Задание » Уроженцем какого города был Лесков, согласно тексту о Чехове и евреях?

Чехов и евреи. По дневникам, переписке и воспоминаниям современников — страница 39 из 114

Опасаться евреев как разрушителей христианской веры есть самая очевидная и самая несомненная неосновательность.

Нужно дозволить евреям жить во всех без ограничения местах Империи и заниматься ремеслами и промыслами, дозволенными законом, наравне со всеми прочими подданными государства, и нужно уничтожить все отдельные еврейские общества по отбыванию повинностей, нужно полное совмещение в этом отношении евреев со всеми другими обитателями страны, с которыми евреи должны нести равную государственную и земскую тягу и подлежать за всякое нарушение гражданского долга и общественной безопасности равной со всеми ответственности перед законами…

Евреи будут поставлены как должно только тогда, когда они дождутся себе общечеловеческих прав, равных со всеми русскими подданными непривилегированных классов [ЛЕСКОВ-ЕвР][111].


Не имеется каких-либо свидетельств об обмене мнениями Чехова и Лескова по столь важному для нашего повествования «еврейскому вопросу», как, впрочем, неизвестно, состояли ли они вообще в переписке. Однако несомненным является то обстоятельство, что Лесков, уроженец Орла, сугубо русского города, не входящего в черту оседлости, смолоду с евреями знаком не был. Все его контакты возникли позже и явно не носили близкий характер. Чехов же, как отмечалось выше, вырос в разноплеменной среде, где евреев было много: и ортодоксальных и аккультурированных. Он дружил с некоторыми из них еще с гимназических лет, его старший брат был женат на крещенной еврейке, да и сам он был не прочь совершить подобный шаг — имеются в виду его планы жениться на еврейке Дуне Эфрос, о коей речь пойдет впереди.

Поэтому естественно, что у этих людей был разный опыт общения с «народом Божьим» и разное к нему отношение.

Раздел данных »

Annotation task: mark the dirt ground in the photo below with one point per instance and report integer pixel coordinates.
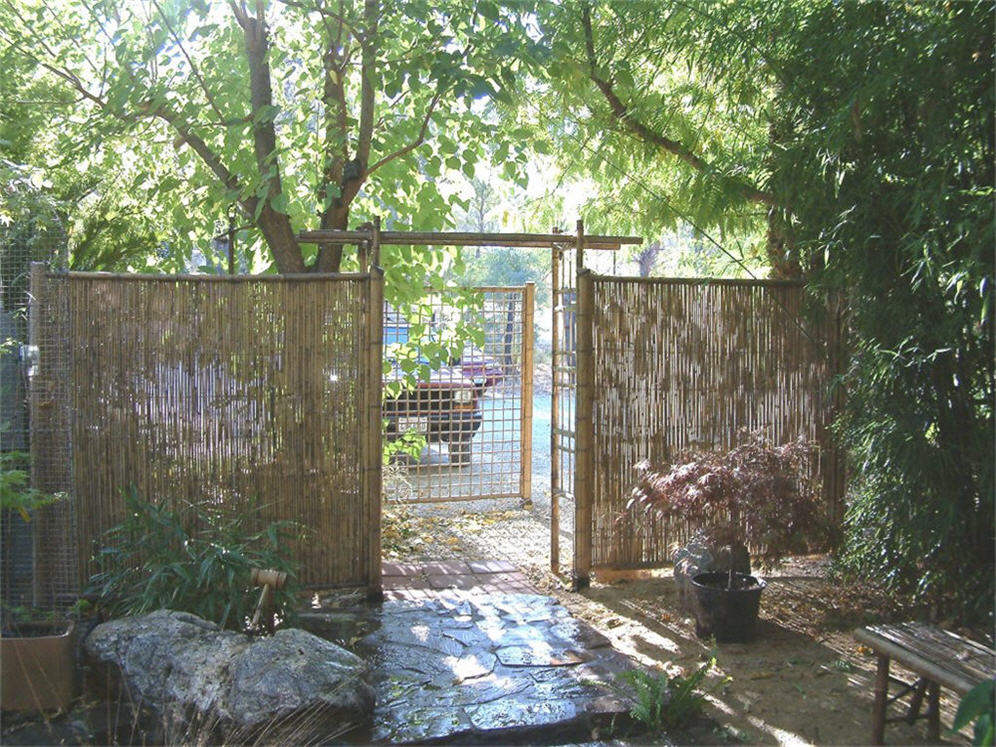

Ваше решение » Лесков был уроженцем Орла.